What needs to be done: Show each line below that contains the string "bare", copied in full.

>>>>

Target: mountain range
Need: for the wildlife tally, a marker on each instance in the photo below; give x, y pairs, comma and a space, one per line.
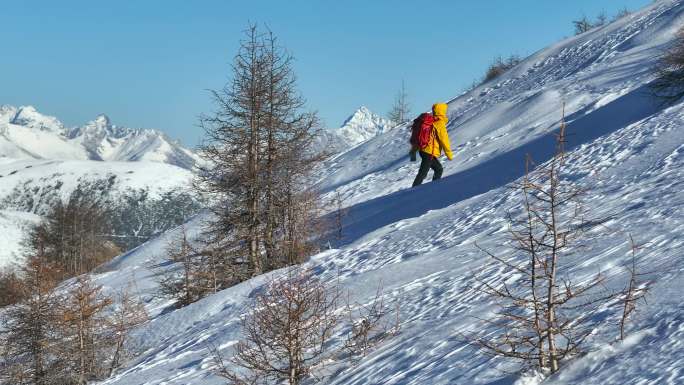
25, 133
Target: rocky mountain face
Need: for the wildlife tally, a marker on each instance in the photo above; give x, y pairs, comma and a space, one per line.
361, 126
26, 133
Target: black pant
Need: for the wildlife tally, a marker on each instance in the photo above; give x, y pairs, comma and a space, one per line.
428, 162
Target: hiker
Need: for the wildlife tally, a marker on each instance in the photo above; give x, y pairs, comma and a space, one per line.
429, 135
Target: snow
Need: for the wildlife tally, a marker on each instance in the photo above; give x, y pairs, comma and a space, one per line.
27, 134
419, 244
13, 225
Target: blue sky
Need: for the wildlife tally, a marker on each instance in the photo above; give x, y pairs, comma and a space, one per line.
149, 63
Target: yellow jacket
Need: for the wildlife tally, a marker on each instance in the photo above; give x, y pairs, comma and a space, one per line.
440, 138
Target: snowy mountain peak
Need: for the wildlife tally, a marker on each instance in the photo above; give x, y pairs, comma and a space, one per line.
28, 116
365, 117
361, 126
103, 120
29, 134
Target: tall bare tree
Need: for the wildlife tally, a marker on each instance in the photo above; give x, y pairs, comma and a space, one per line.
401, 110
258, 147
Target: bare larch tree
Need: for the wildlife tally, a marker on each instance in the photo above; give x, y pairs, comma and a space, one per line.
258, 149
29, 338
401, 110
82, 321
286, 334
544, 317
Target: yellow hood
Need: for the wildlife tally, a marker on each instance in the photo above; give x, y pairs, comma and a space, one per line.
439, 109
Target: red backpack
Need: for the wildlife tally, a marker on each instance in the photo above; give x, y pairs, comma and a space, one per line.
421, 130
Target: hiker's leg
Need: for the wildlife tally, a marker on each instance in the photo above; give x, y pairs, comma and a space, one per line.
425, 163
437, 168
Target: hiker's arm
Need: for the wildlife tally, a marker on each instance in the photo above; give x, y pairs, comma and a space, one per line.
443, 138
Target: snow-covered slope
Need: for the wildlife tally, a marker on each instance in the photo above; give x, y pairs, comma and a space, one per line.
420, 243
361, 126
36, 183
26, 133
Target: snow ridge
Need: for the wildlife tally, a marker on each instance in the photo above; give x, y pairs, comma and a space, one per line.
359, 127
26, 133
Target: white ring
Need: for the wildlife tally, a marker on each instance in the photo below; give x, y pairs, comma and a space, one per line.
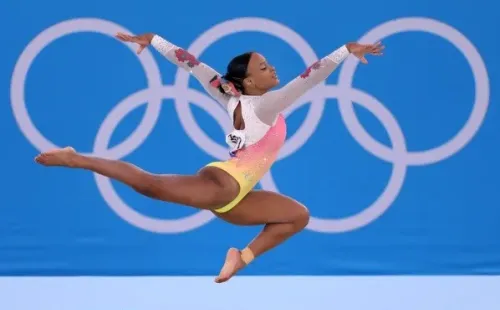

<<<<

Result:
Target: tall bare tree
Target: bare larch tree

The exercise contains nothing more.